Stored data entries:
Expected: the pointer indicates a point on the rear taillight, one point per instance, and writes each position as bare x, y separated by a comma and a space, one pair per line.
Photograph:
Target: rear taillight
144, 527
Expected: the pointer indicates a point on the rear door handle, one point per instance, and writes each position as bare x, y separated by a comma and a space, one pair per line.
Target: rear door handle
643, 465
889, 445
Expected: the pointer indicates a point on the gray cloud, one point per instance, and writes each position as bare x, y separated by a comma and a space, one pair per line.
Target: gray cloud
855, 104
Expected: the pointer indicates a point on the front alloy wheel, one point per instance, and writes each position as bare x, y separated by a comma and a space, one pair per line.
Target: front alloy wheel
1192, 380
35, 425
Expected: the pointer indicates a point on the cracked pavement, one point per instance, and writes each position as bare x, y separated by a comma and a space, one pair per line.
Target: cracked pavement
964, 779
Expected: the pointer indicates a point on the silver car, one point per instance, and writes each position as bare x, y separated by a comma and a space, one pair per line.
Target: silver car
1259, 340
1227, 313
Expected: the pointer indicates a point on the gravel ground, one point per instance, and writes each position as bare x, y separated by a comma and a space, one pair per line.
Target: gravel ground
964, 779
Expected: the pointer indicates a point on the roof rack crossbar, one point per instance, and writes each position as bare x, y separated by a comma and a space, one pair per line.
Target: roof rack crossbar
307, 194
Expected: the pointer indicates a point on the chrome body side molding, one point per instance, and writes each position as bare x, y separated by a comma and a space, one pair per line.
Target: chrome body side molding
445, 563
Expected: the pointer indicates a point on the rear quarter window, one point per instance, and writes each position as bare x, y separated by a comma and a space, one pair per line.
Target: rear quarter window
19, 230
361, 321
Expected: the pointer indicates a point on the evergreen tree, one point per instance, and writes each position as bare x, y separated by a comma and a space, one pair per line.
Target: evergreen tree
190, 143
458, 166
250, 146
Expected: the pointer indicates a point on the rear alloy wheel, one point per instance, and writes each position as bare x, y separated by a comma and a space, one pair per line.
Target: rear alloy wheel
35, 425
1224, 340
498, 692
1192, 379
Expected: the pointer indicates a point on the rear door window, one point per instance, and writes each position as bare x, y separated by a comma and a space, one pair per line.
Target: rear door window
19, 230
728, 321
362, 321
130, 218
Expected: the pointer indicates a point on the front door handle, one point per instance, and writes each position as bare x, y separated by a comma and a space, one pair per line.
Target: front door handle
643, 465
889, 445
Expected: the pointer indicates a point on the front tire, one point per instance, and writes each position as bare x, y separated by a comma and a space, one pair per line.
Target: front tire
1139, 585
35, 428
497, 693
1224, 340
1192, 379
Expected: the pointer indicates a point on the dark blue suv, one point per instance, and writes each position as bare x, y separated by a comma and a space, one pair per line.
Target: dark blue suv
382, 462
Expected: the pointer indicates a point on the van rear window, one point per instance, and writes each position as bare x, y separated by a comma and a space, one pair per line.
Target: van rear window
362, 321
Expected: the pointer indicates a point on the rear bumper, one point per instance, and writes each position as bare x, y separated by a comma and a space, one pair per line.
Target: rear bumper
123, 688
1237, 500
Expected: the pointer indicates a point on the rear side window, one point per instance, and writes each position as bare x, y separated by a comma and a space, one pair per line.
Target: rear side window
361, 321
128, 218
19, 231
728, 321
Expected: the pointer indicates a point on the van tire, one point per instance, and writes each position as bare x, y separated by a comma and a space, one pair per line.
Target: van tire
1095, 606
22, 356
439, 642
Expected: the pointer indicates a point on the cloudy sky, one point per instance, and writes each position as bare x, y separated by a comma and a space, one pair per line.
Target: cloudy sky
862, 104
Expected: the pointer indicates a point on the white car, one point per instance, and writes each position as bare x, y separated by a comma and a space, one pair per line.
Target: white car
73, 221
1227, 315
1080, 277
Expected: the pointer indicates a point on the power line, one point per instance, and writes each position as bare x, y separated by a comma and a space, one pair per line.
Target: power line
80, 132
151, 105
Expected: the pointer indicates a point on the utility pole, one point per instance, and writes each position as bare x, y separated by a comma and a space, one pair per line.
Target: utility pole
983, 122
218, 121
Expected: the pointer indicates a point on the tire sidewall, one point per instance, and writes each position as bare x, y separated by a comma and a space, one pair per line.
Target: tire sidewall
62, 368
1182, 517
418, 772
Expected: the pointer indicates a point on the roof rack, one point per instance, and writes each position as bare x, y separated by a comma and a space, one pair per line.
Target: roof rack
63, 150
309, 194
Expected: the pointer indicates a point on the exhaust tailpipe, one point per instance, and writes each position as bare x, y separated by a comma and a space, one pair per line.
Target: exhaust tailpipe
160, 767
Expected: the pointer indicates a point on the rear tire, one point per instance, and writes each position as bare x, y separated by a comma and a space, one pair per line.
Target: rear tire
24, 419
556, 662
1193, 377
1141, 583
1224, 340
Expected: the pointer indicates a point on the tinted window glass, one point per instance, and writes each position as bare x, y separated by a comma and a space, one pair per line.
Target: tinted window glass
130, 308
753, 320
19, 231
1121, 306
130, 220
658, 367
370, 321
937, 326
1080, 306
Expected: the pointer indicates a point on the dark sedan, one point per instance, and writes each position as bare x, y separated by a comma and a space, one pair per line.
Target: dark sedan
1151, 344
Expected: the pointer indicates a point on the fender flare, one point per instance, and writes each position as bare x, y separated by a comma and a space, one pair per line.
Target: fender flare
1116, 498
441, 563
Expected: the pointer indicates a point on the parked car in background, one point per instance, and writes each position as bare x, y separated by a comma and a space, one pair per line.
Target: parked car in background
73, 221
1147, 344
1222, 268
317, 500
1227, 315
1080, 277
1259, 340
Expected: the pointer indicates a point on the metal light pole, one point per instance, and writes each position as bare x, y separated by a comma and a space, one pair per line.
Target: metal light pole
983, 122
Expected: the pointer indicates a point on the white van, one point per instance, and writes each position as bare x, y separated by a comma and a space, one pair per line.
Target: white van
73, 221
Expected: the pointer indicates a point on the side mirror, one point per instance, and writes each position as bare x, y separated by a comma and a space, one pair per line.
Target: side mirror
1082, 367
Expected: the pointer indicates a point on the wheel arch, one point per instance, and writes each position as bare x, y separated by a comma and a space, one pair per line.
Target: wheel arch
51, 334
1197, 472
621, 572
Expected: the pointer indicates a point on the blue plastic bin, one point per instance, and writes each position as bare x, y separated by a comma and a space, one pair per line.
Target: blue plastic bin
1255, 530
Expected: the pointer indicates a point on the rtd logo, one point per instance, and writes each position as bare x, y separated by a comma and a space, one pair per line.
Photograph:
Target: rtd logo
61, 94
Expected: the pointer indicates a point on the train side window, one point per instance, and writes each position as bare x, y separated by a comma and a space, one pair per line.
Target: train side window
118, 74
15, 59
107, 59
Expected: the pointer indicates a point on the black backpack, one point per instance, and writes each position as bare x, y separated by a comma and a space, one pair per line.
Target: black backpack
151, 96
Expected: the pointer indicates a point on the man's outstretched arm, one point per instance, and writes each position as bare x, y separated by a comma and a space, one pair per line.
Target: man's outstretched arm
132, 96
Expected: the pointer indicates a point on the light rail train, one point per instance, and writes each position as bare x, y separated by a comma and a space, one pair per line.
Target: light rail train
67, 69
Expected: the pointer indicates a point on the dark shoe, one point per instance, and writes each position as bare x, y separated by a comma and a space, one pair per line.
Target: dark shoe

Work to complete: Copy out each record exactly as given, omitting none.

Task response:
Expected: the pointer indicates a point on the rear taillight, one point per instance, and writes each position as bare x, y separated by a comma and a space, one pair per line.
Photograph:
Target: rear taillight
144, 527
Expected: the pointer indicates a point on the rear door handle, one point per instance, and writes each position as bare x, y separated by a comma and a space, one pair per line.
Target: rear door handle
643, 465
889, 445
Expected: the pointer indicates a point on the gray cloud, one point per instance, and writes each position as bare x, y separated by a comma and a space, one pair per line.
Target: gray cloud
855, 104
Expected: the pointer indicates a point on the front alloy wheel, one point per instance, and writes each position as bare x, y separated by a comma and a space, one pair per line.
Target: front alloy wheel
1192, 380
35, 425
Expected: the pointer indicates a point on the cracked pavement, one point per instance, and writes each position as bare x, y separated by a comma and a space, one pair per line.
Target: cracked pavement
964, 779
Expected: the pointer indicates a point on the silver car, one point per instance, and writes each position as bare x, y separated by a comma and a space, one pair per line.
Target: silver car
1259, 340
1227, 313
Expected: the pointer indicates a point on the gravel ground, one point per instance, and writes each position as bare x, y separated by a comma and a space, one pair per line.
Target: gravel ground
964, 779
Expected: the pointer indicates a point on the roof rack crossbar, one point per instance, and writes each position as bare x, y separated by a comma and a space, one pair per line.
Target: roof rack crossbar
307, 194
Expected: the pointer indicates a point on the chrome body side molding, one point per instance, and writes each position as bare x, y separated by a comma and a space, one pair per line.
Target: chrome body side molding
445, 563
Expected: the pointer indicates a point on the rear quarter window, one point per instance, and writes each position as bare x, y separated by a comma and a space, one pair per line.
Target: rear quarter window
19, 230
361, 321
Expected: the pointer indicates a point on the evergreen tree, one point per instance, and writes each position as bare x, y separated by a comma and a space, one pair per line.
Target: evergreen tree
190, 143
458, 166
250, 146
Expected: the pointer indicates a point on the rear alloy wheel, one point per instance, and writes each position as bare x, y separated by a comma and a space, one pair per line.
Target: rear alloy wheel
35, 425
1224, 340
498, 692
1192, 379
Expected: the pointer indicates a point on the rear door window, one point per instance, and writes each position as bare x, y separated by a comma and a space, one pair per line.
Target: rear door window
19, 230
728, 321
362, 321
130, 218
Expected: the pointer indicates a point on the front door handle, one point per instance, and writes each position as bare x, y separated by a comma and a space, one pair per line.
Target: front door handle
643, 465
889, 445
Expected: the pointer indicates a point on the front tire, one point per instance, and writes each position as bare x, y separated by a comma and a space, one pair per line.
Target: front tire
1139, 585
35, 428
497, 693
1224, 340
1192, 379
Expected: the pointer indicates a point on the dark blue suv, one point per instance, and writes each position as bare x, y separated by a comma and a space, one pair per line.
Target: dark blue suv
382, 462
Expected: the pointer indicates a point on the van rear window, one point per instance, and writes each position as bare x, y separated by a comma and a space, one pair per line.
Target: van rear window
362, 321
Expected: the pointer indicates a point on the rear bumper, one point per instance, and writes each position as bare x, y separated by a comma and a space, one pair per line.
Target: rear bumper
123, 688
1237, 500
Expected: the pointer indicates a point on the rear side window, one point per instance, and writes each position as bare x, y separated by a comma and a space, one pair per line.
Target: rear side window
361, 321
128, 218
19, 231
728, 321
Expected: the pointer indicates a point on the van tire, one point per instance, and writes each position as bare x, y separated by a comma and a space, one pair per line.
Target: van tire
1095, 606
22, 356
439, 642
Expected: the pointer indicates a point on the cloudy sky, one point per instance, and writes each position as bare x, y separated by a comma and a space, one pair per line.
Target: cloudy sky
862, 104
Expected: the pointer indicates a point on the white car, one point per instance, and writes each position as bare x, y separated by a comma and a space, one pair per line.
Target: white car
73, 221
1227, 315
1080, 277
Expected: the pointer indicates a point on the power line, one point per instance, and writes each position as bare x, y separated by a comma and a space, one pair per line.
Target: power line
80, 132
151, 105
Expected: the pointer indicates a point on the utility pole, one point per instance, and writes each position as bare x, y separated by a comma and a space, one pair per line.
Target: utility pole
983, 122
218, 121
Expected: the pointer indicates a point on the tire sidewall, one point per instance, and writes each position as bare x, y separated by a comma and a space, one pair per line.
Target: tire sidewall
62, 368
1182, 517
418, 772
Expected: the pointer indicates a point on the roof rack, one point per instance, and writes each position as bare x, y separated by a comma and a space, one pair per line.
Target: roof rack
63, 150
309, 194
Expected: the pointer indicates a point on the exhaust tailpipe, one point per instance, and writes each position as bare x, y separated by a comma and a space, one pair per line.
Target: exhaust tailpipe
160, 767
Expected: the pointer indicates a point on the rear tire, one point per instance, and writes each position as bare x, y separated by a comma and a space, one pair per line.
Target: rear tire
24, 419
556, 662
1193, 377
1141, 583
1224, 340
Expected: the pointer indicates a point on the tinted window glass, one point per instance, and writes each position as bare x, y separated by a comma and a space, one pair per line.
Target: tinted window glass
130, 308
753, 320
19, 231
1121, 306
130, 220
658, 367
370, 321
937, 326
1080, 306
Expected: the pointer indicates a point on the dark sedan, one point per instance, and writes each position as bare x, y separated by a comma and a space, one pair per line.
Target: dark sedan
1151, 344
Expected: the pointer indicates a point on the fender flare, one point per instance, and writes each position as bare x, y separated by a comma and a space, one pair per line.
Target: fender flare
1116, 498
441, 563
Expected: the pointer indicates a point on the parked car in background, one point per instance, and writes each position as bare x, y separated by a comma and a space, one pair per line.
Target: parked car in background
73, 221
1147, 344
1222, 268
317, 500
1227, 315
1080, 277
1259, 340
Expected: the pointer indicates a point on the metal light pole, one point per instance, and writes each position as bare x, y separated by a comma and a space, one pair per line.
Target: metal light pole
983, 122
Expected: the pointer indicates a point on the white van, one point per instance, and writes each position as bare x, y separated by a comma and a space, one pair per line.
Target: white van
73, 221
Expected: the pointer indicates a point on the side mirror, one point per instance, and writes each position as bare x, y separated by a comma and a space, one pair per line.
Target: side mirror
1082, 367
Expected: the pointer indicates a point on the wheel arch, one point per instance, and writes each position as bare x, y separated by a comma and a space, one pair per line.
Target: wheel arch
51, 334
1197, 472
621, 572
Expected: the pointer indicates a point on the blue plastic bin, one point per instance, and writes each position as bare x, y separated by a comma and a space, one pair per line.
Target: blue plastic bin
1255, 530
Expected: the pointer indicates a point on the rtd logo, one point per instance, and writes each position as bare x, y separated by a comma and a space, one pair per line.
Photograph:
Target: rtd logo
61, 94
Expected: the pointer indicates a point on the train side window, one point per instance, and writes each position as bare x, y separated by a comma and a space, one pair per line.
Target: train side window
118, 74
15, 59
107, 59
Expected: the pointer indicates a point on the black backpack, one point per instance, and writes each position as bare x, y separated by a comma and a space, one pair per line.
Target: black backpack
151, 96
Expected: the pointer indicates a point on the man's outstretched arm, one point per instance, and writes each position as bare x, y separated by a comma and a space, one pair per line.
Target: man's outstretched arm
132, 96
Expected: the pointer indicates a point on the light rail train, one point per instance, and writes each position as bare x, y separated by a comma and a space, one pair per line.
Target: light rail train
67, 69
Expected: the pointer indicates a point on the dark shoe, one point per instance, and writes each position as bare x, y separated by a comma and a space, one pair per line.
Target: dark shoe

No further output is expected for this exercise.